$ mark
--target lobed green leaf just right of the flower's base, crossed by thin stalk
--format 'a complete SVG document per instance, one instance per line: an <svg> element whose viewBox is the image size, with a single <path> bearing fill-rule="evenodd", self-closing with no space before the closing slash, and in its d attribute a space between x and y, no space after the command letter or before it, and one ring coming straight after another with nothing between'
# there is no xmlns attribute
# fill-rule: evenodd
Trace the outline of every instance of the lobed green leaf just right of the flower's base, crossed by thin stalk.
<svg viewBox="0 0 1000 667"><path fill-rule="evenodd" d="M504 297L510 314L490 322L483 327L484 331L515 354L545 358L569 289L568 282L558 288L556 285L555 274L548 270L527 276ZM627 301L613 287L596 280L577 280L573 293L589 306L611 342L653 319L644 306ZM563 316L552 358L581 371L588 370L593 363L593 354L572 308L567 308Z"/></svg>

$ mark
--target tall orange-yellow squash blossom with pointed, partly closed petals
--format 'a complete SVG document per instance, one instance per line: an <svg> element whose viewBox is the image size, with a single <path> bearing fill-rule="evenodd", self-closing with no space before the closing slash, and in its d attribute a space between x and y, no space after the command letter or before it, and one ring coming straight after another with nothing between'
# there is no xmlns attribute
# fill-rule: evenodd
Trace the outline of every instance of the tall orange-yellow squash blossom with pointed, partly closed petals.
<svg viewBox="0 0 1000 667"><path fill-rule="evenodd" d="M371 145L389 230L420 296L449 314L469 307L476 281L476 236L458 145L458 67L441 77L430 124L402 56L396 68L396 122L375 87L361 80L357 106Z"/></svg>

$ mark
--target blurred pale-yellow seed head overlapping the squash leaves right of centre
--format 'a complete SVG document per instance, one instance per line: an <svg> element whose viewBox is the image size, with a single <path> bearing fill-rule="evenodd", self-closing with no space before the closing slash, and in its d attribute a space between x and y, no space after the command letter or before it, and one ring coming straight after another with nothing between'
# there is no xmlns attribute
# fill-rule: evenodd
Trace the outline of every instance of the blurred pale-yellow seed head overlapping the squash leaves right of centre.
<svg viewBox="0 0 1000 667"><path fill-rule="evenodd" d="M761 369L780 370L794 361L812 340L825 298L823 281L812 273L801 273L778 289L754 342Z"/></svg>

* Task statement
All of the data is to be written out again, word for word.

* Exercise response
$ mark
--target lobed green leaf just right of the flower's base, crossed by thin stalk
--format 'a complete SVG document per instance, one instance per line: an <svg> element whose viewBox is the image size, with a single <path> bearing fill-rule="evenodd", self-closing with no space before the closing slash, and in its d attribute a space between x and y, no space after the command letter or before it, and one ring coming straight after another with nothing between'
# there is no xmlns attribute
# fill-rule: evenodd
Trace the outline of every instance of the lobed green leaf just right of the flower's base, crossed by thin stalk.
<svg viewBox="0 0 1000 667"><path fill-rule="evenodd" d="M504 297L510 314L490 322L483 327L484 331L515 354L545 358L569 289L568 282L558 288L556 285L555 274L548 270L527 276ZM627 301L613 287L596 280L577 280L573 293L589 306L611 342L653 319L644 306ZM563 316L552 358L581 371L588 370L593 363L593 354L572 308L567 308Z"/></svg>

$ mark
--target tall orange-yellow squash blossom with pointed, partly closed petals
--format 'a complete SVG document per instance, one instance per line: an <svg> element whose viewBox is the image size, with a single <path> bearing fill-rule="evenodd", self-closing with no space before the closing slash, and in its d attribute a space between x and y, no space after the command letter or before it, and one ring coming straight after another with nothing between'
# there is no xmlns attribute
# fill-rule: evenodd
Trace the outline of every instance of the tall orange-yellow squash blossom with pointed, partly closed petals.
<svg viewBox="0 0 1000 667"><path fill-rule="evenodd" d="M371 145L389 230L420 296L449 314L469 307L476 281L476 236L458 145L458 67L441 77L430 124L402 56L396 68L396 122L375 87L361 80L357 106Z"/></svg>

$ mark
--target blurred pale-yellow seed head overlapping the squash leaves right of centre
--format 'a complete SVG document per instance, one instance per line: an <svg> element whose viewBox is the image size, with a single <path> bearing fill-rule="evenodd", self-closing with no space before the closing slash, and in its d attribute a space between x and y, no space after the command letter or before it, and one ring coming straight after another with nothing between'
# there is no xmlns attribute
# fill-rule: evenodd
Trace the outline of every instance of the blurred pale-yellow seed head overlapping the squash leaves right of centre.
<svg viewBox="0 0 1000 667"><path fill-rule="evenodd" d="M761 369L780 370L794 361L812 340L825 298L823 281L812 273L801 273L778 289L754 342Z"/></svg>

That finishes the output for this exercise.